Task to complete: Write the next part of the personal blog text below, starting right after its last line.

Extract provided:

——

I don't plan on taking up job hunting again until early next year, when it'll be almost a year since I've been employed and enjoyed a steady income. I only hope I'm still marketable, the longer you don't work the less valuable you're perceived to be. But I'm fairly optimistic. Relying on mom for handouts is taking its toll on me, though it's not too sufferable because I'm pretty much her personal assistant. The free home cooked meals are awesome.

Much of my time lately has been spent watching back to back episodes of Dexter via Netflix. I've been gaming intensively, too. Recently finished Batman: Arkham Asylum, one of the finest games I've ever experienced. Also working on Wet off and on, when I'm in a cheap, filmic, campy mood. But my current fixation is on the upcoming Dragon Age: Origins, Bioware's next epic sized RPG. You know what that means - I'll be "gone" for the next few months.

I'm thinking of joining a gay men's support group again, like I did in Oregon several years ago. There's one that's very close to me, but I need to find out how it works and if the program I'm on can pay for it if there's a charge. It could ignite some kind of a social life for me, something I hadn't had in a long time, at least on a regular basis.

I can't really complain that much. I have good home, a warm bed to sleep in, a full tummy, and the epitome of a selfless, loving, devoted mother. But I'm still in limbo. Again. Not much I can do about certain things, like the dearth in the job market. That one's just a matter of time. My ideal gig would be a good full-time job, a fairly robust social life, and being able to look after Mom. I only hope I don't go crazy waiting things out for it all to come together, whenever that may be.


Thursday, September 03, 2009

fuck Kafka





^ Epicurus most likely had a lot of things to teach Kafka. Navel gazing isn't one of those things.

In a gaming community I frequent, a fellow member posted this:

Where do they come from and where do they go?

——

Provided material:
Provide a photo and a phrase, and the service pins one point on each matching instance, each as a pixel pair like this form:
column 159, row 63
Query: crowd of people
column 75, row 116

——

Response below:
Why do people create knowing that it will eventually be destroyed? Why do people cling to life knowing that they must someday die? None of that will have meant anything once you do.

Kefka may have been completely batshit insane, but he raises a good point. Why do we do the things we do? What does it mean to live? Why do you insist on living and finding happiness knowing that it is temporary and death is probably eternal? What is your response when you are faced with these questions?

I replied with this:

First of all, I wouldn't trust Kafka to be my guru even if I were considering razor blades on my wrist instead of on my unshaved face. The guy most likely didn't know shit about enjoying himself, he was emo before emo was emo. Amazing writer, though.

Secondly, I have no idea if there is an afterlife (I'm atheist) but damn shit if I try not to have as much fun as I possibly could in this life I have now and to be as good as I can to other people.

I don't "cling" to life. I make hot passionate love to it. I lust for it and in it. Not because I'm desperate, but because it's there to take advantage of. It's not death I'm scared of, it's the absence of living.

Years ago I nearly died myself, from a medical condition, so I have some idea how it would feel to be on that "event horizon" of existence. It taught me a lesson: be good, have fun, lust is your friend, and build and create and enjoy while you're around and not give a shit if it all ceases to exist when you do. Because you have nothing else better to do, and what good would it do to just mope in a dark corner?

The idea of the worthlessness of this life hints at a lack of imagination and self-esteem, and certainly to a kind of laziness in imbuing value and a sense of time well spent, no matter how brief that time may be and no matter how mysterious dying may be perceived in terms of what may or may not come afterward.

Oh, I've done my share of navel gazing. The difference is that I got the fuck over it. My navel only looks interesting for so long, you know.

I could use another Mexicola (coke, lime juice, and tequila). Cheers!